-- Opening Marker --

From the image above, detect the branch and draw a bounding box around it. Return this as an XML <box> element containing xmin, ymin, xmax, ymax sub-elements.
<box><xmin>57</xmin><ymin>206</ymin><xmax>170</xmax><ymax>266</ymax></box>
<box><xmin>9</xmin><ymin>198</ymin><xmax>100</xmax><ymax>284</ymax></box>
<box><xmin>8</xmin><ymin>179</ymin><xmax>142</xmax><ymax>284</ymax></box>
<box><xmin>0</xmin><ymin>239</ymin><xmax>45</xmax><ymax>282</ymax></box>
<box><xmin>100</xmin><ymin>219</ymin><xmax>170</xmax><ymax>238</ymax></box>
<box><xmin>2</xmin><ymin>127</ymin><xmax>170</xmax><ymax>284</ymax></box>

-- Closing Marker --

◆ EXERCISE BRIEF ◆
The material must be duplicated in full, with each line kept exact.

◆ RESPONSE TO THE EXERCISE ◆
From the image above, detect the branch and draw a bounding box around it. Return this as an XML <box> element containing xmin, ymin, xmax, ymax sub-elements.
<box><xmin>57</xmin><ymin>206</ymin><xmax>170</xmax><ymax>266</ymax></box>
<box><xmin>9</xmin><ymin>198</ymin><xmax>100</xmax><ymax>284</ymax></box>
<box><xmin>8</xmin><ymin>179</ymin><xmax>142</xmax><ymax>284</ymax></box>
<box><xmin>0</xmin><ymin>239</ymin><xmax>45</xmax><ymax>282</ymax></box>
<box><xmin>100</xmin><ymin>219</ymin><xmax>170</xmax><ymax>238</ymax></box>
<box><xmin>2</xmin><ymin>127</ymin><xmax>170</xmax><ymax>284</ymax></box>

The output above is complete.